> WORK TO BE COMPLETED:
Copy out the material below word for word, from the line holding "# point at: silver" through the last line, with both ends included.

> MATERIAL SUPPLIED:
#####

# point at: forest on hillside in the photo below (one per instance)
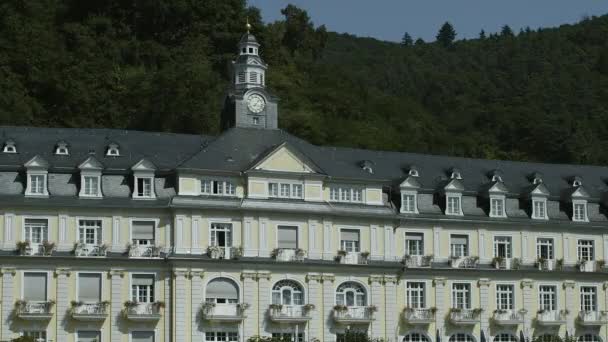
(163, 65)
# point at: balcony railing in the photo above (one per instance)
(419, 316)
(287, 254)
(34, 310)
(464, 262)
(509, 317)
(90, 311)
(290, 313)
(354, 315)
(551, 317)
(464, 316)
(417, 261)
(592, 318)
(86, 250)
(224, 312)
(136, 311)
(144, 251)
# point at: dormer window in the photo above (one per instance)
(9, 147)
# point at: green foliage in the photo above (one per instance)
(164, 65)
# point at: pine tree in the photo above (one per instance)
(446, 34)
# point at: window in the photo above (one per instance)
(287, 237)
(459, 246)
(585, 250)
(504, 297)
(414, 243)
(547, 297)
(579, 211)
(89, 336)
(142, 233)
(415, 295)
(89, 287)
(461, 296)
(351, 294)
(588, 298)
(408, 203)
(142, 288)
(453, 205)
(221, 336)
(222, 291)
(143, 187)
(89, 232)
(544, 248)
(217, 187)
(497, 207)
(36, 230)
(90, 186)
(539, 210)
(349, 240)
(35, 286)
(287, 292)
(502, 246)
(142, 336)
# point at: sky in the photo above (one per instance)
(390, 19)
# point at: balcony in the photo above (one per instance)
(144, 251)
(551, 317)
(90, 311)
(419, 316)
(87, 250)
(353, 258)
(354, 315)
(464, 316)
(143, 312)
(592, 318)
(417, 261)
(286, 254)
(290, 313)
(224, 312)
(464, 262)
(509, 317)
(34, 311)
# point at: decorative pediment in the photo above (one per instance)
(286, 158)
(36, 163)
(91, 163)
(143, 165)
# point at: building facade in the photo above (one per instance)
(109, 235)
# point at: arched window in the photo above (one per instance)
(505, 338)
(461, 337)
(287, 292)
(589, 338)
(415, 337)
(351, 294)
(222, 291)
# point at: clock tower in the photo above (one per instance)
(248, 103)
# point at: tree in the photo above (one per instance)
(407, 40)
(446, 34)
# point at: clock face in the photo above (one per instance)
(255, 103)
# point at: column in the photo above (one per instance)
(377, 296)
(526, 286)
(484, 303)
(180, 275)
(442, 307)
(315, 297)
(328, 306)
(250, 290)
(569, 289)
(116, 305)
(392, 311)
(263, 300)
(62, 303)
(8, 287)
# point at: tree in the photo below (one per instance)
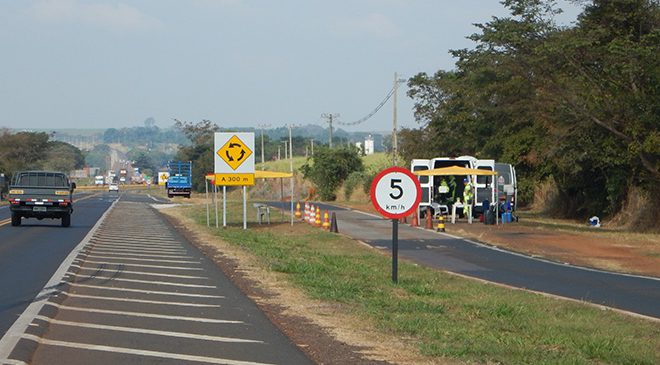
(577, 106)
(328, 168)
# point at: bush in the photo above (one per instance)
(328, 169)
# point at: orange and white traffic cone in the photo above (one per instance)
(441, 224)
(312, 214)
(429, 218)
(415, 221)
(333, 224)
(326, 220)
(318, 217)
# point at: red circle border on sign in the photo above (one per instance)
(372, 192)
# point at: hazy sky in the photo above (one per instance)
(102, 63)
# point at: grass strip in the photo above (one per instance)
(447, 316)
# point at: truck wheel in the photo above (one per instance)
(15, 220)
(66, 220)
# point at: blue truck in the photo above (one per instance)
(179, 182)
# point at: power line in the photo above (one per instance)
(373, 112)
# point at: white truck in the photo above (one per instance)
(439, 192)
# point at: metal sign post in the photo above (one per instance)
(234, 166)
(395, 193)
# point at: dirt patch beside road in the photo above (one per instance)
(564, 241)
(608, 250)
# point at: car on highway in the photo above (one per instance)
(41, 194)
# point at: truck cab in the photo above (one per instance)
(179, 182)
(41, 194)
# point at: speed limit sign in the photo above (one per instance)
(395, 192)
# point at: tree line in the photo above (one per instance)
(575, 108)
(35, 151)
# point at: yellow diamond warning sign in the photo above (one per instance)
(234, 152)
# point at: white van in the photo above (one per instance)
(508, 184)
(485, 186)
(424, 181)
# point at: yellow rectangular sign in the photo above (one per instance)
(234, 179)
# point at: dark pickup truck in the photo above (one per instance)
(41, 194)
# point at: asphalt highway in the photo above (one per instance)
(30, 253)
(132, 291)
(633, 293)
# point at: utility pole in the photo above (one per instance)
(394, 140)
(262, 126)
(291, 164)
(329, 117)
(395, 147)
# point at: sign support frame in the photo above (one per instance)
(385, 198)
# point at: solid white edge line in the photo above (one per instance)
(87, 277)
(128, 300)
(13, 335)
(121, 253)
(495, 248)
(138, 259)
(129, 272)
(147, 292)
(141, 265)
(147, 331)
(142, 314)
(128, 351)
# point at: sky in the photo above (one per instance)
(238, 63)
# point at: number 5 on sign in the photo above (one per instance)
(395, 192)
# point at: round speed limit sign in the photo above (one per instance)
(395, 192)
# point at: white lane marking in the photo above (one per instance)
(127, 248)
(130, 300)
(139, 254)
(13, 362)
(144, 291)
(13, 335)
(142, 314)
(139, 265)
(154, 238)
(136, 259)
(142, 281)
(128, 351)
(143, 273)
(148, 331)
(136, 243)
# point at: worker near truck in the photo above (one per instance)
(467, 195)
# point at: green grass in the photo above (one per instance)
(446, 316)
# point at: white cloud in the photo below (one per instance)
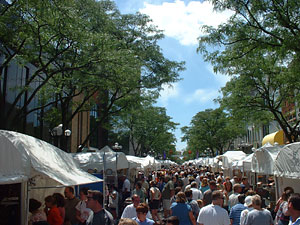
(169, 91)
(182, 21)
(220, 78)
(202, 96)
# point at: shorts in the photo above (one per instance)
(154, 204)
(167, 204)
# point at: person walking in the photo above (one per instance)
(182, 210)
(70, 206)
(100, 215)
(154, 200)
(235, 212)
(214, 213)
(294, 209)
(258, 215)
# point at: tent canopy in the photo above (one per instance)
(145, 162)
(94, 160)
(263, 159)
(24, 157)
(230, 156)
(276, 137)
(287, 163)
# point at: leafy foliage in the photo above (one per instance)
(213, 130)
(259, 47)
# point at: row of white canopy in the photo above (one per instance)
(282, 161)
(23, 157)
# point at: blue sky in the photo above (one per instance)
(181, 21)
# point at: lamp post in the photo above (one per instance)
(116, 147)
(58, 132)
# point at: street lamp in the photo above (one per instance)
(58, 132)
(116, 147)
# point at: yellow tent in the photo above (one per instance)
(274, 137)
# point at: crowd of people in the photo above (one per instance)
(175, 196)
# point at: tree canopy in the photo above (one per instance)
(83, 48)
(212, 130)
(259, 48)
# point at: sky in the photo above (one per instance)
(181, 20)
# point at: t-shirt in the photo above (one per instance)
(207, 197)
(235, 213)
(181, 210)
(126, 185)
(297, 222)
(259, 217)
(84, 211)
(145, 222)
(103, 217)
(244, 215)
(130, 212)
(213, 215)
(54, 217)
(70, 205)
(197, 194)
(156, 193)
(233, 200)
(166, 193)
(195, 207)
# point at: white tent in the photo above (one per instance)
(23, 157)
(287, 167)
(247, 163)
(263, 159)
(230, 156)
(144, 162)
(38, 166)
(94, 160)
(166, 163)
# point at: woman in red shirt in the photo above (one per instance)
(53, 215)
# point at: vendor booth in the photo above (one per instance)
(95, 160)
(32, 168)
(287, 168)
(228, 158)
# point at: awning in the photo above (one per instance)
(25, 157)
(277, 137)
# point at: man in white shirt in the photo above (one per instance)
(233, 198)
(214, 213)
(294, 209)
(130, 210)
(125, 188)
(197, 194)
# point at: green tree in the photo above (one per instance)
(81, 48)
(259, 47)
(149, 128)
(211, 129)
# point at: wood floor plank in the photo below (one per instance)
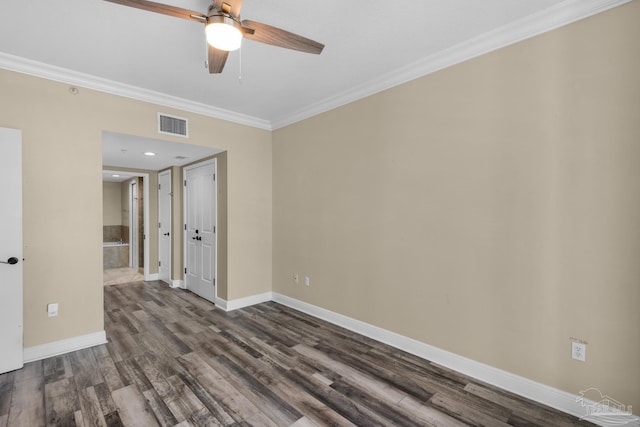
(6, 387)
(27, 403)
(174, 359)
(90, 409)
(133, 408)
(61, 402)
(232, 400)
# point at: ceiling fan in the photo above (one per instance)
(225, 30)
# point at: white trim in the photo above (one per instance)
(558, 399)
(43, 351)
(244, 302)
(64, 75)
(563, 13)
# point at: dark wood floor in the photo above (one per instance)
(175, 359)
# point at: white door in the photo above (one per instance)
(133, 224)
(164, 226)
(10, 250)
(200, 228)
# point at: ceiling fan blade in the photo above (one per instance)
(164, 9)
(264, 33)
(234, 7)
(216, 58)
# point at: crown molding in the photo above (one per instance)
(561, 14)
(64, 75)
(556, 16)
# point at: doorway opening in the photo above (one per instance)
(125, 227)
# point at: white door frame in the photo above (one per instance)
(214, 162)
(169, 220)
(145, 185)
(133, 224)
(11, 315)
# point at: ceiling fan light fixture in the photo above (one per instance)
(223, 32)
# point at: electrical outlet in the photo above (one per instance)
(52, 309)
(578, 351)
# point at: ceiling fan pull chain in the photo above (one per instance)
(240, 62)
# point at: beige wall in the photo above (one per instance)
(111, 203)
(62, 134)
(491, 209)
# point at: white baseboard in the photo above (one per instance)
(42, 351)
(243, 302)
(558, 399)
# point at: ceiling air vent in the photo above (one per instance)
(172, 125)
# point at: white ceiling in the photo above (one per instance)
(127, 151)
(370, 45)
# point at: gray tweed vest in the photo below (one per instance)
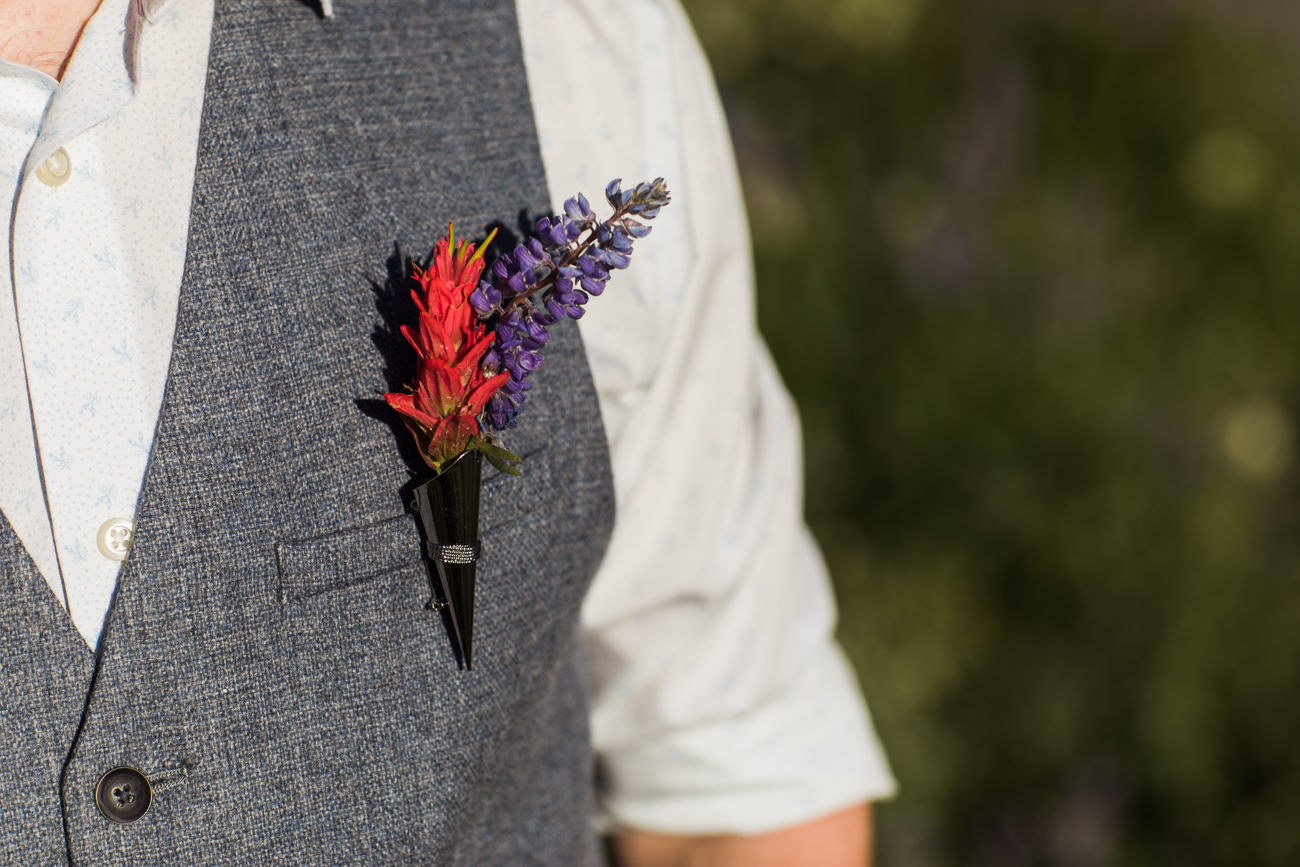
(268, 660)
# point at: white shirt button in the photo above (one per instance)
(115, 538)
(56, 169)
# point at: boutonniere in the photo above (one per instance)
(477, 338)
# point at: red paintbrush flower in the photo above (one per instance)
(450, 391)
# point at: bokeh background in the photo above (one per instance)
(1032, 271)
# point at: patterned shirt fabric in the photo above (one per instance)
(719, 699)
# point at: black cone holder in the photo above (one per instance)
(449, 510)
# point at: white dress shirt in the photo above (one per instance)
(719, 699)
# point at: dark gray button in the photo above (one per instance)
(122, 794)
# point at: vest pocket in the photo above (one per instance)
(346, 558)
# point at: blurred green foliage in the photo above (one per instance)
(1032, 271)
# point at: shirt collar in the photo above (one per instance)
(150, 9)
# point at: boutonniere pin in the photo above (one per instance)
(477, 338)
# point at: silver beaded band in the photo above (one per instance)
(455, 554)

#####

> CORRECT RESPONSE:
# point at: silver beaded band in the photo above (one per instance)
(455, 554)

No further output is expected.